_Task instructions_
Transcribe the capital management text verbatim, starting at the words "The Company manages" and ending after the words "obtaining additional financing.".

_Text_
——————

The Company manages its capital structure and makes adjustments to it based on the general economic conditions, its short term working capital requirements, and its planned exploration and development program expenditure requirements. The capital structure of the Company is comprised of shareholders' deficiency which includes share capital, warrants, contributed surplus and deficit. The Company may manage its capital by issuing flow through or common shares, or by obtaining additional financing.
The Company utilized annual capital and operating expenditure budgets to facilitate the management of its capital requirement. These budgets are approved by management and updated for changes in the budgets underlying assumptions as necessary.
There were no changes in the Company's approach to managing capital during the year.
Risks and Uncertainties
Liquidity and Additional Financing
The Company has limited financial resources and no current revenues. There can be no assurance that additional funding will be available to it for further exploration and development of its projects or to fulfill its obligations under applicable agreements. Although the Company has been successful in the past in obtaining financing through the sale of equity securities, there can be no assurance that the Company will be able to obtain adequate financing in the future or that the terms of such financing will be favorable. Failure to obtain such additional financing could cause the Company to reduce or terminate its operations.

——————

_Excerpted records_
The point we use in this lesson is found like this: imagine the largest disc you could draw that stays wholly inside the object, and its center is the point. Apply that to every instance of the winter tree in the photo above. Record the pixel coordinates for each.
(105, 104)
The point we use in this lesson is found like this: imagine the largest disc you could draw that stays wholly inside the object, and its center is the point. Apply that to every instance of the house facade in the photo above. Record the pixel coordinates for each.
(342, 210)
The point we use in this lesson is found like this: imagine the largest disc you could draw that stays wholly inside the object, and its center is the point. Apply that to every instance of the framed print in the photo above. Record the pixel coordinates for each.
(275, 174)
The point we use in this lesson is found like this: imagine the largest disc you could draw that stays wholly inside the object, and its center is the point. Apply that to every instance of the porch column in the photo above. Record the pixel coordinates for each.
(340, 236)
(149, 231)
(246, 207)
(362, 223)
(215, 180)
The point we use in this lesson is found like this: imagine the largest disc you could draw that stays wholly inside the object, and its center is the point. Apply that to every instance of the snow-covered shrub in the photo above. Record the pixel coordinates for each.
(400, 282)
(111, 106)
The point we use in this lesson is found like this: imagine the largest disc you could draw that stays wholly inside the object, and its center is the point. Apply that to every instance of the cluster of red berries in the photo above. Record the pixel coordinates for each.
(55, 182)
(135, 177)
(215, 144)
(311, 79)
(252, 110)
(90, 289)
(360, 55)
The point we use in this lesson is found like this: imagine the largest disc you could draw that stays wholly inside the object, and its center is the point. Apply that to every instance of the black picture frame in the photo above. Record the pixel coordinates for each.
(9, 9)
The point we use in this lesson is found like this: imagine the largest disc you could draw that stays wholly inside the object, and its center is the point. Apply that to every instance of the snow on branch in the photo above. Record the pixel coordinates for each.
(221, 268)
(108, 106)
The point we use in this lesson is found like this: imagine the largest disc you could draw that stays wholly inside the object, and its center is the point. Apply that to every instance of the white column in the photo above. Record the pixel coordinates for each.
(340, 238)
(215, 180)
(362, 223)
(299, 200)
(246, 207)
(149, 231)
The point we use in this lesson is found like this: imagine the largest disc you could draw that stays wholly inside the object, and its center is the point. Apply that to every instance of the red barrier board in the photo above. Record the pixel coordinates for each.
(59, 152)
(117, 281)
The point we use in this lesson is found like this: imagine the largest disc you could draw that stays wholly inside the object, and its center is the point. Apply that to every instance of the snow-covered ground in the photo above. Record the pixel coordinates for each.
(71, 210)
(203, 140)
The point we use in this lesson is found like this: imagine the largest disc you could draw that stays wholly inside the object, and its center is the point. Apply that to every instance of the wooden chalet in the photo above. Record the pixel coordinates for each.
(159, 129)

——————

_Response_
The Company manages its capital structure and makes adjustments to it based on the general economic conditions, its short term working capital requirements, and its planned exploration and development program expenditure requirements. The capital structure of the Company is comprised of shareholders' deficiency which includes share capital, warrants, contributed surplus and deficit. The Company may manage its capital by issuing flow through or common shares, or by obtaining additional financing.